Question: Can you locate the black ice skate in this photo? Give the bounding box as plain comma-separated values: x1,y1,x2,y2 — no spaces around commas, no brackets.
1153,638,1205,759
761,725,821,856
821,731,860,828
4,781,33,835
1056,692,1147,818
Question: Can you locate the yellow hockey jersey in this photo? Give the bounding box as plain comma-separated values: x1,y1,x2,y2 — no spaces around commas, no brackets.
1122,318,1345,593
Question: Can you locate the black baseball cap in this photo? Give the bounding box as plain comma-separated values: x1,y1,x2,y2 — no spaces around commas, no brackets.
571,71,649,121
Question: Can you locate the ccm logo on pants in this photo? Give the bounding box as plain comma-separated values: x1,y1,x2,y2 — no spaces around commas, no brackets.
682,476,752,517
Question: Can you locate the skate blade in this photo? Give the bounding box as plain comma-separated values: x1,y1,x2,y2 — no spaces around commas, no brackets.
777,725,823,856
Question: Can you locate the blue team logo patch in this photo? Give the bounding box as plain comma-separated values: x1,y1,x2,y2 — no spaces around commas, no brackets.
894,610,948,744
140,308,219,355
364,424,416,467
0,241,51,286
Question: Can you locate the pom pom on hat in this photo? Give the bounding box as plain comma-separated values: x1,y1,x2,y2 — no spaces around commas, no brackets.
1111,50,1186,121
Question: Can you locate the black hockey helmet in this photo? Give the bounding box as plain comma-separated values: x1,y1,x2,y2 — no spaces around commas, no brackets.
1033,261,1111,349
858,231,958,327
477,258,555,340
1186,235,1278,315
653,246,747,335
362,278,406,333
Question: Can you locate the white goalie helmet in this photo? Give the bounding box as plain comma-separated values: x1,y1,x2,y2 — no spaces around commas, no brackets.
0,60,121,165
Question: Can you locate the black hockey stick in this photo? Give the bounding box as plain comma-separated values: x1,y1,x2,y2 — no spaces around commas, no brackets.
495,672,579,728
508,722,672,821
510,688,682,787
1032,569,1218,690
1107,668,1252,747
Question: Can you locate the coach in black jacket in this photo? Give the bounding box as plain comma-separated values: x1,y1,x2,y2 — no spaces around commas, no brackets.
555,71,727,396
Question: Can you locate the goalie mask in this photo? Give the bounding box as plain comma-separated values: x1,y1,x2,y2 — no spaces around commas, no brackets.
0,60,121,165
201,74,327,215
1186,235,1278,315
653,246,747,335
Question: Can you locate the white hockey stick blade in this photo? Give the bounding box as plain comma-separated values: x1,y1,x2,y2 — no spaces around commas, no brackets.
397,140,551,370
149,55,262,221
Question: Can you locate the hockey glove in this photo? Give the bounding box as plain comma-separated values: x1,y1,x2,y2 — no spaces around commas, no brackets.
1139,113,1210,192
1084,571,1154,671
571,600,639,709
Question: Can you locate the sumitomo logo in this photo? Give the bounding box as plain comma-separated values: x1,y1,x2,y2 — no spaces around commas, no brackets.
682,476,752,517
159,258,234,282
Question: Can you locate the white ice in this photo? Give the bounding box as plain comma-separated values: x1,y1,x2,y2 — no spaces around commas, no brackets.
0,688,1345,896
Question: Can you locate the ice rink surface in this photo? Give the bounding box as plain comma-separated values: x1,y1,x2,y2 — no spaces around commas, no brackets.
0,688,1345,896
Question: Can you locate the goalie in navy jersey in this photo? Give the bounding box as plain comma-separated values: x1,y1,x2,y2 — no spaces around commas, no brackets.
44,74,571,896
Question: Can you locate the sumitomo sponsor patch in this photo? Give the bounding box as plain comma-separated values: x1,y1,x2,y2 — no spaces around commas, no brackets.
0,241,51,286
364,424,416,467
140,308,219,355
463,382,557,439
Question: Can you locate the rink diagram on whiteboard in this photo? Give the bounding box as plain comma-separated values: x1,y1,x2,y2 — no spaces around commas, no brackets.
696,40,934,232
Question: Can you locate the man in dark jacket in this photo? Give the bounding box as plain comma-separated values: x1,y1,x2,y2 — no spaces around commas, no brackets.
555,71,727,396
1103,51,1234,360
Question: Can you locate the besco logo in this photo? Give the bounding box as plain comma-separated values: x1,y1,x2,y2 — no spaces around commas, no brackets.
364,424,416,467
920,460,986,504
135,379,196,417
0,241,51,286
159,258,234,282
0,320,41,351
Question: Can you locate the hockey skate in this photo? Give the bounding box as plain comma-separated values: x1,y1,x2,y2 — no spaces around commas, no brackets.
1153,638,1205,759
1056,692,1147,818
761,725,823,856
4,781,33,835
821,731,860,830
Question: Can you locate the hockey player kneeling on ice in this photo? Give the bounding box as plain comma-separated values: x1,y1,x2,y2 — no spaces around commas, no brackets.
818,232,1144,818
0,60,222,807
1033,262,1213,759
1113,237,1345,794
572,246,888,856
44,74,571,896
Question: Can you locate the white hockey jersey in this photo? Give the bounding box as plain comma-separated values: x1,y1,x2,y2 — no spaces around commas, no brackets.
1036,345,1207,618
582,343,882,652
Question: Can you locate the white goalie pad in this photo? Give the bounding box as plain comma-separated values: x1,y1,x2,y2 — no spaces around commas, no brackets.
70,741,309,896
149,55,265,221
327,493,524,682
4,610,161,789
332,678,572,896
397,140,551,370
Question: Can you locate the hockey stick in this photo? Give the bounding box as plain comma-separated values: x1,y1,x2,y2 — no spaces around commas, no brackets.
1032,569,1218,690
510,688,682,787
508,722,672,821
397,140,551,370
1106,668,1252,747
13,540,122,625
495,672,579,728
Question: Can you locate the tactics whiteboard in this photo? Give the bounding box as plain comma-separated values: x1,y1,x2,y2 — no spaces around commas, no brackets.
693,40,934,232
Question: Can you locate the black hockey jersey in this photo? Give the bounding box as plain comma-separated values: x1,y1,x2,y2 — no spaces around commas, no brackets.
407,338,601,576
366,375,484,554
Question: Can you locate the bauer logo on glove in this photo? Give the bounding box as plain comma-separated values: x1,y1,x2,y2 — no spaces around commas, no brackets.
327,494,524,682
......
Arrange the lines of the data above as a Markdown table with the columns Row and Data line, starting at the line that contains "Question: Can you locate the black baseball" and ending at the line that contains "571,71,649,121". Include both of those lines, and leave out any blank lines.

▶ _Solution for this task_
| Row | Data line |
|---|---|
| 1 | Question: Can you locate the black baseball cap in this photo? Give the bounding box as plain comma-separated values: x1,y1,x2,y2 — no spaces around commas, no brackets. |
| 2 | 571,71,649,121 |